» Written problem: How many lines of the listing below contain the string "white" with case matching? Reply with the number alone.

» Stored data:
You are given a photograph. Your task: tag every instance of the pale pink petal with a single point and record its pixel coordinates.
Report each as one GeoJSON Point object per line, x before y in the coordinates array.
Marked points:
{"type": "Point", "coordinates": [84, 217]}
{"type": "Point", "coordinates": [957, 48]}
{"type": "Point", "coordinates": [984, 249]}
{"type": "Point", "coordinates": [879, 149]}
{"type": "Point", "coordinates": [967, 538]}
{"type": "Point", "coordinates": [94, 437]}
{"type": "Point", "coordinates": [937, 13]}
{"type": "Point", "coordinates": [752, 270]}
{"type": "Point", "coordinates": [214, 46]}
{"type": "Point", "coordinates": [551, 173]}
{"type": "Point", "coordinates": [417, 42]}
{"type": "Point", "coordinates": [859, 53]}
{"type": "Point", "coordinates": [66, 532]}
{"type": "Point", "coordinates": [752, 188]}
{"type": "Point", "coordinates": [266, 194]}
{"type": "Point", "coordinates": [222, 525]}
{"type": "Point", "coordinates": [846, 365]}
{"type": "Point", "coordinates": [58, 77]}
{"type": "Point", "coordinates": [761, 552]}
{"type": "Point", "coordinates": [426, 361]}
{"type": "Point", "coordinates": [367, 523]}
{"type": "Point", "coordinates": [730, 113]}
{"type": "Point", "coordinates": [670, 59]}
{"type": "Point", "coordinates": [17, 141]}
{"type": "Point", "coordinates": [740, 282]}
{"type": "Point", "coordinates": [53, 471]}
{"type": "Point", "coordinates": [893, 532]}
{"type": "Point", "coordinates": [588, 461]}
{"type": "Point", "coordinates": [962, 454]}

---

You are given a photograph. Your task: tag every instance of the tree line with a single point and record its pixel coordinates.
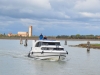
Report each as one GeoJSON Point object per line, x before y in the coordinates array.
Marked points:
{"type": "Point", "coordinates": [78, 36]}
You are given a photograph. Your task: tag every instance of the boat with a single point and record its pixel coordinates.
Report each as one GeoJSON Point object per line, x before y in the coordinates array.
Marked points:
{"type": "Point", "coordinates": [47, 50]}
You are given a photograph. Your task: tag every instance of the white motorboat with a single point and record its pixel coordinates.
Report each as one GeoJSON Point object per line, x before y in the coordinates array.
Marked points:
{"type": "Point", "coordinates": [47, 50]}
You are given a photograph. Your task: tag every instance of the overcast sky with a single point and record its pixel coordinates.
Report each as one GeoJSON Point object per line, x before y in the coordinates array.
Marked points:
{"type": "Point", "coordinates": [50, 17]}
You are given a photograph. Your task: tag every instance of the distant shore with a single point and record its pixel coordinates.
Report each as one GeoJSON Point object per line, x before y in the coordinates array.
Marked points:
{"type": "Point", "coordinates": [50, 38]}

--

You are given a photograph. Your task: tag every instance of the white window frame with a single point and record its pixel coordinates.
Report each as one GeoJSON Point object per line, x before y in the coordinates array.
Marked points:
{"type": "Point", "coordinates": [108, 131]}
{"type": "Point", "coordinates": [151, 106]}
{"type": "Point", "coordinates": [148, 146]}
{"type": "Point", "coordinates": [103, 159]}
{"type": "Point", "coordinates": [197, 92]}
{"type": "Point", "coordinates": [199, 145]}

» Response: 2